**Exercise goal:** The copy has to match the records word for word and include no pictures.

**Material supplied:**

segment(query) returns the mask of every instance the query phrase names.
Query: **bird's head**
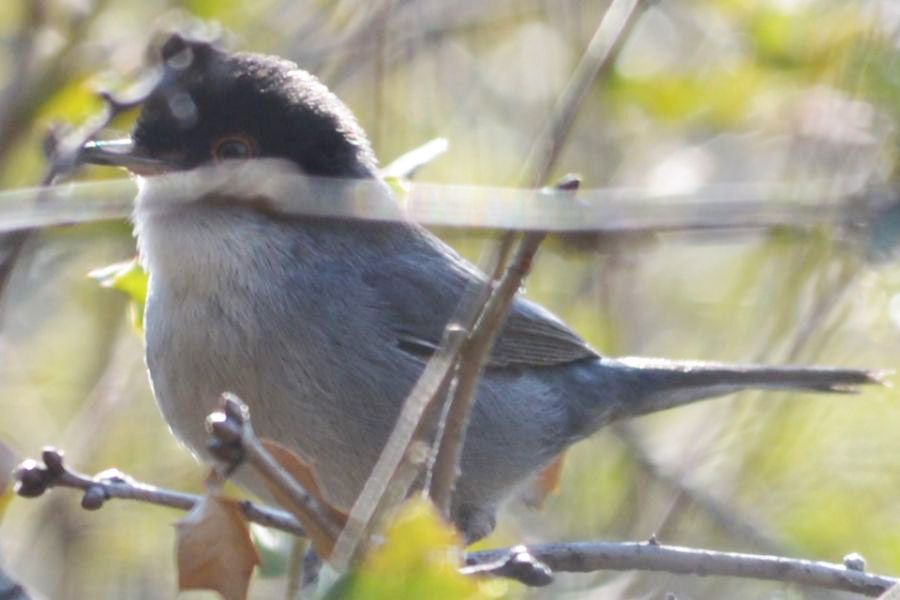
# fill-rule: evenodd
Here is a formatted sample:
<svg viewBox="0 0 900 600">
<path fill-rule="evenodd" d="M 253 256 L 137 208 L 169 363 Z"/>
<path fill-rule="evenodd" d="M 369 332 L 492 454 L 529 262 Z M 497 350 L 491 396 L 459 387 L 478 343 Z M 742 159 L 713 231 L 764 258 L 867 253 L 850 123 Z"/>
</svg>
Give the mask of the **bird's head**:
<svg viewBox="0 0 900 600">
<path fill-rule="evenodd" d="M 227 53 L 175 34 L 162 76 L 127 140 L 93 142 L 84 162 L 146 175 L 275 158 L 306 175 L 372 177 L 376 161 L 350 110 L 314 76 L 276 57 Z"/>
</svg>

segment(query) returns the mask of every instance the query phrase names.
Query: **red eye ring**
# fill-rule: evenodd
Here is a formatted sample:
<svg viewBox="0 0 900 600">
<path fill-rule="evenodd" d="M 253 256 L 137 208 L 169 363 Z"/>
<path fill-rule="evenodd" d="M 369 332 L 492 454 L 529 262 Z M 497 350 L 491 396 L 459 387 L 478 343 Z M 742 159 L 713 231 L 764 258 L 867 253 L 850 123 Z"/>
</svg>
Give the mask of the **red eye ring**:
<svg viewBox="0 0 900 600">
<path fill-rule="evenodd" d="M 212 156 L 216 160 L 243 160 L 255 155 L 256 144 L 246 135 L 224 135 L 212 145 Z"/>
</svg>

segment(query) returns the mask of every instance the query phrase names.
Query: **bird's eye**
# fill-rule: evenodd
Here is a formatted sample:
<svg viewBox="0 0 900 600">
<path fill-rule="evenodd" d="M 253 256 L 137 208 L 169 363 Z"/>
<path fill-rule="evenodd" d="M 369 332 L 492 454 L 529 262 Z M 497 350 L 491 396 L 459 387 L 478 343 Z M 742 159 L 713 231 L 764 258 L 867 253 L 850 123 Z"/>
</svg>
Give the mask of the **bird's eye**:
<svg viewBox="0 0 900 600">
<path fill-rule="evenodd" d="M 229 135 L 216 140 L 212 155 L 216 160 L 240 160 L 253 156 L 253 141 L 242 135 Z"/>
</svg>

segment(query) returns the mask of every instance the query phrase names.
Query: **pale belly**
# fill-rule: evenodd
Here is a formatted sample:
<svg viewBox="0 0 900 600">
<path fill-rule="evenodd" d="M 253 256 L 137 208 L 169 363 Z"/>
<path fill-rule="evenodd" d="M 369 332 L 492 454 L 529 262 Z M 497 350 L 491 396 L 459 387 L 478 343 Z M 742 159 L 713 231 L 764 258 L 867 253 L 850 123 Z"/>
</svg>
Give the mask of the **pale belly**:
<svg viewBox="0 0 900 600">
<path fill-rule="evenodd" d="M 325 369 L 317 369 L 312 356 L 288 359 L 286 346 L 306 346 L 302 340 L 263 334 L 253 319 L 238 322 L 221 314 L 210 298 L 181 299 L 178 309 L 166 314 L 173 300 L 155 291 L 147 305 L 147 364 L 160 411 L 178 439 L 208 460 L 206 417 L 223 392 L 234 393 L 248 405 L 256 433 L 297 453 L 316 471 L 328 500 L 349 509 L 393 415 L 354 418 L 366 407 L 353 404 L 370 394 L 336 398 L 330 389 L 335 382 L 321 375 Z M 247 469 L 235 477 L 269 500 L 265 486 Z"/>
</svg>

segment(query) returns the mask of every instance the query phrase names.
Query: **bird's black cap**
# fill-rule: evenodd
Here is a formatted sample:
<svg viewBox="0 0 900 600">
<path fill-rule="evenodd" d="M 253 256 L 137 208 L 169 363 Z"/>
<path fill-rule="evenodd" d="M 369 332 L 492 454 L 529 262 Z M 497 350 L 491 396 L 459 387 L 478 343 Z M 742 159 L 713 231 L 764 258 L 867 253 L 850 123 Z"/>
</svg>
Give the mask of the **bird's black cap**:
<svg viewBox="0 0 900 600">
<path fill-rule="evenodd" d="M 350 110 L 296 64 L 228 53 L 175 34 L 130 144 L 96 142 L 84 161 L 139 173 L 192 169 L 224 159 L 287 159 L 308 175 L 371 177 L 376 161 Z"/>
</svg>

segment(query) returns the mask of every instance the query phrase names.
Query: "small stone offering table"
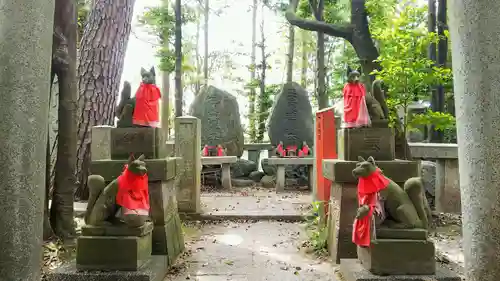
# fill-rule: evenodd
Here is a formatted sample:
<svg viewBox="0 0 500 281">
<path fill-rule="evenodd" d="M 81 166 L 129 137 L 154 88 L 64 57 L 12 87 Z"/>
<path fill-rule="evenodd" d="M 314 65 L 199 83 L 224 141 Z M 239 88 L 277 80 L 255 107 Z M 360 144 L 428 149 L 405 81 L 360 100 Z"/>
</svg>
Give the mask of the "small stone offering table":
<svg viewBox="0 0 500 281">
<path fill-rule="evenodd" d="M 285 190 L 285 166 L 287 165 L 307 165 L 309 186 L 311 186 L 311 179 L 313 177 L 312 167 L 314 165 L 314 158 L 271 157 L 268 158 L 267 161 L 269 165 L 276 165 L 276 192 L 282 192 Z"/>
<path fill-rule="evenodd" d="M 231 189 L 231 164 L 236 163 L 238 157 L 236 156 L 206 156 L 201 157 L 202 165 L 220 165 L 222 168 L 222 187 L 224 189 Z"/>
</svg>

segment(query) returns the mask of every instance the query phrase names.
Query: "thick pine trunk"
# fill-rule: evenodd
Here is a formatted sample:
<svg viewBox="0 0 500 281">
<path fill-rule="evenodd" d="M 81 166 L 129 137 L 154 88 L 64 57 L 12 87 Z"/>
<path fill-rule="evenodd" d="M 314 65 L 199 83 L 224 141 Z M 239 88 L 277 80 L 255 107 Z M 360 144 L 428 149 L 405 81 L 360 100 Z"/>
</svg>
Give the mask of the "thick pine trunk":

**Problem solution:**
segment(query) returns the mask of every instance the query phrase names.
Query: **bird's head**
# fill-rule: evenodd
Here is a formatted sample:
<svg viewBox="0 0 900 600">
<path fill-rule="evenodd" d="M 253 256 L 137 208 L 169 363 Z"/>
<path fill-rule="evenodd" d="M 369 332 L 492 454 L 529 262 Z M 497 350 L 491 396 L 459 387 L 478 343 Z M 742 159 L 713 231 L 764 258 L 867 253 L 850 123 Z"/>
</svg>
Give the mask of the **bird's head**:
<svg viewBox="0 0 900 600">
<path fill-rule="evenodd" d="M 227 53 L 175 34 L 162 76 L 127 140 L 93 142 L 84 162 L 146 175 L 275 158 L 306 175 L 372 177 L 376 161 L 350 110 L 314 76 L 276 57 Z"/>
</svg>

segment(query) returns the mask of every instance the query phrase names.
Query: **red eye ring**
# fill-rule: evenodd
Here is a formatted sample:
<svg viewBox="0 0 900 600">
<path fill-rule="evenodd" d="M 253 256 L 137 208 L 169 363 Z"/>
<path fill-rule="evenodd" d="M 369 332 L 492 454 L 529 262 Z M 497 350 L 491 396 L 459 387 L 478 343 Z M 742 159 L 713 231 L 764 258 L 867 253 L 850 123 Z"/>
</svg>
Give the mask of the **red eye ring**:
<svg viewBox="0 0 900 600">
<path fill-rule="evenodd" d="M 212 156 L 216 160 L 243 160 L 255 155 L 256 144 L 246 135 L 224 135 L 212 145 Z"/>
</svg>

segment(query) returns the mask of every instance the query phrase names.
Query: **bird's eye**
# fill-rule: evenodd
Here is a formatted sample:
<svg viewBox="0 0 900 600">
<path fill-rule="evenodd" d="M 253 256 L 137 208 L 169 363 Z"/>
<path fill-rule="evenodd" d="M 369 332 L 492 454 L 529 262 Z M 497 350 L 491 396 L 459 387 L 478 343 Z M 742 159 L 713 231 L 764 258 L 867 253 L 850 123 Z"/>
</svg>
Give the mask of the **bird's eye**:
<svg viewBox="0 0 900 600">
<path fill-rule="evenodd" d="M 229 135 L 216 140 L 212 155 L 216 160 L 240 160 L 253 156 L 253 141 L 242 135 Z"/>
</svg>

segment(query) returns the mask of every instance the query phrase names.
Query: **pale belly**
# fill-rule: evenodd
Here is a formatted sample:
<svg viewBox="0 0 900 600">
<path fill-rule="evenodd" d="M 253 256 L 137 208 L 169 363 Z"/>
<path fill-rule="evenodd" d="M 369 332 L 492 454 L 529 262 Z M 497 350 L 491 396 L 459 387 L 478 343 Z M 742 159 L 713 231 L 764 258 L 867 253 L 850 123 Z"/>
</svg>
Give the mask of the **pale belly**:
<svg viewBox="0 0 900 600">
<path fill-rule="evenodd" d="M 325 369 L 317 369 L 312 356 L 288 359 L 286 346 L 306 346 L 302 340 L 263 334 L 253 319 L 238 322 L 221 314 L 210 298 L 181 299 L 178 309 L 166 314 L 173 300 L 155 291 L 147 305 L 147 364 L 160 411 L 178 439 L 208 460 L 206 417 L 223 392 L 234 393 L 248 405 L 256 433 L 297 453 L 316 471 L 328 500 L 349 509 L 393 415 L 354 418 L 366 407 L 353 404 L 370 394 L 336 398 L 330 389 L 335 382 L 321 375 Z M 247 469 L 235 477 L 269 500 L 265 486 Z"/>
</svg>

segment(query) returns the mask of every instance the query phrase names.
Query: **bird's black cap**
# fill-rule: evenodd
Here is a formatted sample:
<svg viewBox="0 0 900 600">
<path fill-rule="evenodd" d="M 253 256 L 137 208 L 169 363 Z"/>
<path fill-rule="evenodd" d="M 369 332 L 492 454 L 529 262 Z M 497 350 L 491 396 L 459 387 L 478 343 Z M 742 159 L 713 231 L 764 258 L 867 253 L 850 123 Z"/>
</svg>
Give the mask of the **bird's black cap**:
<svg viewBox="0 0 900 600">
<path fill-rule="evenodd" d="M 350 110 L 296 64 L 228 53 L 175 34 L 130 144 L 96 142 L 84 161 L 139 173 L 192 169 L 224 159 L 287 159 L 308 175 L 371 177 L 376 161 Z"/>
</svg>

segment(query) returns the mask of every instance the query phrase names.
Query: "small stone offering table"
# fill-rule: evenodd
Here is a formatted sample:
<svg viewBox="0 0 500 281">
<path fill-rule="evenodd" d="M 81 166 L 129 137 L 154 88 L 64 57 L 12 87 Z"/>
<path fill-rule="evenodd" d="M 314 65 L 199 83 L 224 141 Z M 239 88 L 277 80 L 255 107 Z M 360 144 L 428 149 L 405 81 L 360 100 Z"/>
</svg>
Give the mask of the "small stone offering table":
<svg viewBox="0 0 500 281">
<path fill-rule="evenodd" d="M 285 190 L 285 166 L 287 165 L 307 165 L 309 186 L 311 186 L 311 179 L 313 177 L 312 167 L 314 165 L 314 158 L 271 157 L 268 158 L 267 161 L 269 165 L 276 165 L 276 192 L 282 192 Z"/>
<path fill-rule="evenodd" d="M 231 189 L 231 164 L 236 163 L 238 157 L 236 156 L 206 156 L 201 157 L 202 165 L 220 165 L 222 168 L 222 187 L 224 189 Z"/>
</svg>

segment(query) returns the mask of every instance the query phrase names.
Query: "thick pine trunk"
# fill-rule: evenodd
Here is a formatted sample:
<svg viewBox="0 0 500 281">
<path fill-rule="evenodd" d="M 81 166 L 129 137 L 154 88 L 64 57 L 12 87 Z"/>
<path fill-rule="evenodd" d="M 314 65 L 199 83 L 224 141 Z M 239 88 L 277 80 L 255 107 Z M 360 144 L 428 149 L 405 81 L 360 100 Z"/>
</svg>
Give the mask of the "thick pine trunk":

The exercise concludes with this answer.